▶ _Problem_
The response must contain every line from the records below that has "speckled".

▶ _Data for processing_
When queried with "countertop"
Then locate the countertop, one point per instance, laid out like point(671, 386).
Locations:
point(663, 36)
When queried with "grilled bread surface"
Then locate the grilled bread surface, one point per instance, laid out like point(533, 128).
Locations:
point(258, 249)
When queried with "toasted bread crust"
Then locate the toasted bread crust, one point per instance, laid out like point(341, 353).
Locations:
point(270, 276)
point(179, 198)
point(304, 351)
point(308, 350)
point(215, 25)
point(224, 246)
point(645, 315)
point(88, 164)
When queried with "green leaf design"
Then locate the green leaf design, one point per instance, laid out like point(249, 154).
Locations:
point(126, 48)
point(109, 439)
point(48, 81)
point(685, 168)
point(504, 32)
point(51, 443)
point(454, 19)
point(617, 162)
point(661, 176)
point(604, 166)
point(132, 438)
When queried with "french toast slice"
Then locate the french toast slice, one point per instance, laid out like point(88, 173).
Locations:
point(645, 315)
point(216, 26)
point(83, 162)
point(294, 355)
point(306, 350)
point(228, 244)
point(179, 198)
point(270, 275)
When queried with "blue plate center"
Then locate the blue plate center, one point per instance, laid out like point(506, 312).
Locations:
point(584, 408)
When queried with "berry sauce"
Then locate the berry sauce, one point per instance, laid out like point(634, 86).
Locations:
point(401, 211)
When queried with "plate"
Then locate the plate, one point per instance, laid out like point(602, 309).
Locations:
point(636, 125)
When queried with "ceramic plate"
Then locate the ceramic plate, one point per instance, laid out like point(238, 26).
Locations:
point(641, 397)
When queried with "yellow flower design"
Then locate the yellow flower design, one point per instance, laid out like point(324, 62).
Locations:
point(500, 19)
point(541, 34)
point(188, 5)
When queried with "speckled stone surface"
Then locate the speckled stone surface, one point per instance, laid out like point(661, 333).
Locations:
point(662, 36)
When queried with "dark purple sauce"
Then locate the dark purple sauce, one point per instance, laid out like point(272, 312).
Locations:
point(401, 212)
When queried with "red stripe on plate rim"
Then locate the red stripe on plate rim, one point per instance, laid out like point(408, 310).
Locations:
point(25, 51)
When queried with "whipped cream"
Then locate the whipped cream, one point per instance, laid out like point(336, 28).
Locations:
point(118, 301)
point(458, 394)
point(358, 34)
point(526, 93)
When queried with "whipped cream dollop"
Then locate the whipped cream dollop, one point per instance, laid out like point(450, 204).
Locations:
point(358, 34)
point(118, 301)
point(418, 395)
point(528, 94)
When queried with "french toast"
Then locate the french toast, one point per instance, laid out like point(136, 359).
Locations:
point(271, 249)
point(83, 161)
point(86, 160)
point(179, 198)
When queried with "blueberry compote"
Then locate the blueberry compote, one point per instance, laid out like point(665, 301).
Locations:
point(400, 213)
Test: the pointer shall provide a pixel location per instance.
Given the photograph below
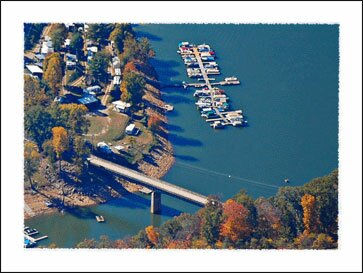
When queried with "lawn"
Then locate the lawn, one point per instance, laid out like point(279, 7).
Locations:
point(109, 129)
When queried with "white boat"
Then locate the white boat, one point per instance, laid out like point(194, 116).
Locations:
point(231, 79)
point(217, 125)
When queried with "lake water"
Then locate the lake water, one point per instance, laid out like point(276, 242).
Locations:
point(289, 94)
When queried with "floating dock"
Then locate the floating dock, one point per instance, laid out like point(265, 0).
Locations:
point(196, 56)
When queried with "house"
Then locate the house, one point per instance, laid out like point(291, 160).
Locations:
point(89, 101)
point(39, 57)
point(93, 90)
point(71, 57)
point(132, 130)
point(121, 106)
point(116, 80)
point(67, 42)
point(47, 47)
point(35, 70)
point(118, 72)
point(93, 49)
point(70, 65)
point(104, 148)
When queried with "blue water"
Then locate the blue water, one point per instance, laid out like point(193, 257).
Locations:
point(289, 94)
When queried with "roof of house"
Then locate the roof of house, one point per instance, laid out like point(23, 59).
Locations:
point(87, 100)
point(130, 127)
point(34, 68)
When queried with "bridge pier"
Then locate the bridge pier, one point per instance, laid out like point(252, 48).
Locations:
point(155, 207)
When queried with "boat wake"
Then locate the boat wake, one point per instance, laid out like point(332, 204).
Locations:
point(229, 176)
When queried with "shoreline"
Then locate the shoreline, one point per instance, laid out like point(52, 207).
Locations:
point(34, 202)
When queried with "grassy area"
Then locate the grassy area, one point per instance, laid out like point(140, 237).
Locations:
point(109, 129)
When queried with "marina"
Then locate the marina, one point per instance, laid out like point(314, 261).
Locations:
point(211, 101)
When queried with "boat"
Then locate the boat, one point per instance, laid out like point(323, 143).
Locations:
point(168, 107)
point(231, 79)
point(217, 125)
point(100, 218)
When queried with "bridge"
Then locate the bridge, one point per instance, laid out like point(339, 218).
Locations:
point(156, 184)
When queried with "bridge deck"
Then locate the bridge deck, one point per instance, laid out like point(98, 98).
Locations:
point(153, 182)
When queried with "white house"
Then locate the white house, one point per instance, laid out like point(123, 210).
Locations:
point(121, 106)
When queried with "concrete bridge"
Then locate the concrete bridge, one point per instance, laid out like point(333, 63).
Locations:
point(156, 184)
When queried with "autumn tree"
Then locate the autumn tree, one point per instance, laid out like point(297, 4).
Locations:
point(118, 35)
point(60, 142)
point(74, 117)
point(152, 235)
point(33, 93)
point(132, 87)
point(53, 72)
point(38, 124)
point(235, 225)
point(99, 32)
point(58, 34)
point(324, 241)
point(31, 160)
point(154, 122)
point(76, 45)
point(211, 219)
point(98, 66)
point(310, 216)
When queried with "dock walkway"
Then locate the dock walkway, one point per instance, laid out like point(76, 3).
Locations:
point(149, 181)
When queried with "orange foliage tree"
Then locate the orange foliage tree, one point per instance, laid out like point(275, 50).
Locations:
point(310, 218)
point(60, 142)
point(152, 235)
point(235, 226)
point(130, 66)
point(154, 122)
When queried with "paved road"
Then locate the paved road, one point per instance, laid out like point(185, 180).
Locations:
point(153, 182)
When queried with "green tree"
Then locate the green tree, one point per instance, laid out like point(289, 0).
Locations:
point(31, 161)
point(53, 72)
point(38, 124)
point(76, 45)
point(60, 142)
point(98, 67)
point(33, 93)
point(211, 220)
point(32, 33)
point(133, 85)
point(99, 32)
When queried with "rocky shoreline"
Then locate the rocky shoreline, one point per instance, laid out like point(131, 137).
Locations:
point(163, 160)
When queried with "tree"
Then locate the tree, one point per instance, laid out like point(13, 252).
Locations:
point(324, 241)
point(74, 117)
point(32, 33)
point(53, 72)
point(235, 226)
point(98, 66)
point(38, 124)
point(211, 219)
point(99, 32)
point(310, 216)
point(152, 235)
point(33, 93)
point(60, 142)
point(154, 122)
point(31, 160)
point(248, 203)
point(76, 45)
point(58, 34)
point(133, 85)
point(118, 35)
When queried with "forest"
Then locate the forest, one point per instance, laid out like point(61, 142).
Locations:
point(302, 217)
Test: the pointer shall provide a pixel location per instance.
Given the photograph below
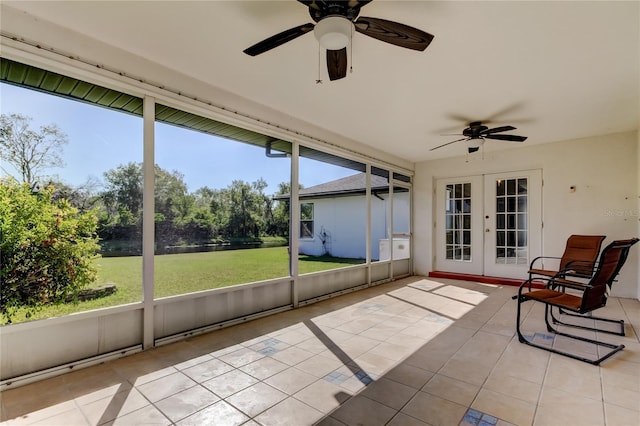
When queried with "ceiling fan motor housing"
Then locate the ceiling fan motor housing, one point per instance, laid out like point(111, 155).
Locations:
point(321, 9)
point(474, 130)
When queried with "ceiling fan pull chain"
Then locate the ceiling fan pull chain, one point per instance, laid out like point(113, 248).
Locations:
point(319, 80)
point(351, 50)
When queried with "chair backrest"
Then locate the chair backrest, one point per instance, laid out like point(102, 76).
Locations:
point(611, 261)
point(581, 253)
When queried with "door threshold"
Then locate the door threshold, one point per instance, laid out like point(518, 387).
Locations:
point(477, 278)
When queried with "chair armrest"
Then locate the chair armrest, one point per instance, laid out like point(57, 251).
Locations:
point(579, 268)
point(568, 283)
point(541, 257)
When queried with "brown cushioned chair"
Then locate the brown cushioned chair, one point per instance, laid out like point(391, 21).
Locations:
point(584, 298)
point(578, 259)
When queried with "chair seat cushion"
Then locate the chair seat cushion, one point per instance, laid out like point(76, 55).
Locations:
point(556, 298)
point(543, 272)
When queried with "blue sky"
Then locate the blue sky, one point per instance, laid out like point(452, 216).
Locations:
point(101, 139)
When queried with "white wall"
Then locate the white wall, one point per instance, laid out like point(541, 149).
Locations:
point(344, 218)
point(604, 170)
point(638, 205)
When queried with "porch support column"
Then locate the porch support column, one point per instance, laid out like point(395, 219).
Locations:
point(148, 222)
point(368, 237)
point(294, 222)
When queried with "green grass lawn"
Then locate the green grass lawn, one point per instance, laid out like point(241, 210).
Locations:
point(186, 273)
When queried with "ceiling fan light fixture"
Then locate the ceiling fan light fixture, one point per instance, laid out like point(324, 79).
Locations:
point(474, 143)
point(333, 32)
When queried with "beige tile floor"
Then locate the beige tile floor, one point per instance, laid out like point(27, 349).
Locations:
point(413, 352)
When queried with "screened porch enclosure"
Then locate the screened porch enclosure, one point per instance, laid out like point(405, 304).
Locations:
point(157, 309)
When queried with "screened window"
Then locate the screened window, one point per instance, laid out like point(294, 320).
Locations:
point(306, 220)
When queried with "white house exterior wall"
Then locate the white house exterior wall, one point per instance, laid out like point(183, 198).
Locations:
point(344, 218)
point(603, 169)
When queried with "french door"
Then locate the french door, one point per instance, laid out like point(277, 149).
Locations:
point(489, 224)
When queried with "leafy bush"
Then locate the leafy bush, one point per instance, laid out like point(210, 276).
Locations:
point(46, 248)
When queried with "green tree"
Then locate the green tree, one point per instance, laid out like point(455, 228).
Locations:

▶ _Exercise output_
When queried with "speckled stone surface"
Then locate the speckled stone surface, one point per instance, laid out like point(661, 333).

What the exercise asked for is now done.